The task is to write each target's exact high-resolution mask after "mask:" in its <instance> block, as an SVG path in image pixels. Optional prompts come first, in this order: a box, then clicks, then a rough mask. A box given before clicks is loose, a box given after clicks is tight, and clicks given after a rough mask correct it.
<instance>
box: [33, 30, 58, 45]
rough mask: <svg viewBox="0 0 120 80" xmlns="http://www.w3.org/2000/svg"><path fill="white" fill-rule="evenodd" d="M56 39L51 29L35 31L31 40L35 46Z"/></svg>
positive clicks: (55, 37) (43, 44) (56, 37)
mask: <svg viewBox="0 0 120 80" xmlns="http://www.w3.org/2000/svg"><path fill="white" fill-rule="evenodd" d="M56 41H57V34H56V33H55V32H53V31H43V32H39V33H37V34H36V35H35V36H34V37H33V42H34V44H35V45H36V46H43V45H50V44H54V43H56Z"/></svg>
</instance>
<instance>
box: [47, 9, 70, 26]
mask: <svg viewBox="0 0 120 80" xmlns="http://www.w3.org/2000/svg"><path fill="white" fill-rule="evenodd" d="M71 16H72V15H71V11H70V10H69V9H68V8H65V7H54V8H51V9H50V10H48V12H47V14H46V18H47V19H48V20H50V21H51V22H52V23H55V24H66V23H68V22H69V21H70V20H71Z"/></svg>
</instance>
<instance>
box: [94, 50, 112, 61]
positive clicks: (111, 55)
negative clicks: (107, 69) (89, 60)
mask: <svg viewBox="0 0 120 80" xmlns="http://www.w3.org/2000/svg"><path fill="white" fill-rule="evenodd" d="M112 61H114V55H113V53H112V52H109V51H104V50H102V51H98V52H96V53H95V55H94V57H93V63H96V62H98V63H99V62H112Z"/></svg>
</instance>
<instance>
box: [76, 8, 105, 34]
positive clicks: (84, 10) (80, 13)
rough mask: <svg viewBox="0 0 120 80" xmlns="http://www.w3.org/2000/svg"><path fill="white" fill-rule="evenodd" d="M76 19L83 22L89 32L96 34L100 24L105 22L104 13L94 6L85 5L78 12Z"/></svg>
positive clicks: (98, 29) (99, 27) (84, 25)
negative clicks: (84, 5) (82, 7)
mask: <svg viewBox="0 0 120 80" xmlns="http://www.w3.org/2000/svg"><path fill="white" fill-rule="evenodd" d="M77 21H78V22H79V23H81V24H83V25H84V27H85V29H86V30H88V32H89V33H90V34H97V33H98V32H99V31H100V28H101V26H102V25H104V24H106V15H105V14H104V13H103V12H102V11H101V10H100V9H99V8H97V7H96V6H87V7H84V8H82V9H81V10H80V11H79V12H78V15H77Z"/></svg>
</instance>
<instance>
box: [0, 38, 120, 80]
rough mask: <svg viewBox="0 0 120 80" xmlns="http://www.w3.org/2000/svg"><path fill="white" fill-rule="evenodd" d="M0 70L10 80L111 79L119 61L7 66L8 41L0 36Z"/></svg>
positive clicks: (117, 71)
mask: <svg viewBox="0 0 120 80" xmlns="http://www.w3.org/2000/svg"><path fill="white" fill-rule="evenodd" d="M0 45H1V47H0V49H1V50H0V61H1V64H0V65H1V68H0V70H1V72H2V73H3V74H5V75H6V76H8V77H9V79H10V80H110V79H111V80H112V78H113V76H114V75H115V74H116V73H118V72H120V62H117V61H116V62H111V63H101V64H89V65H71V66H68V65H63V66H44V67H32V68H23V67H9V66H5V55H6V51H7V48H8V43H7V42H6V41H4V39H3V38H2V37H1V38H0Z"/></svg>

* * * * * * * * *

→ Task description:
Select every line of the entries above that contains the string "positive", matching case exactly.

→ Written answer:
positive clicks: (55, 37) (43, 44) (56, 37)
positive clicks: (111, 55)
positive clicks: (84, 10) (80, 13)
positive clicks: (98, 29) (99, 27) (84, 25)
positive clicks: (117, 71)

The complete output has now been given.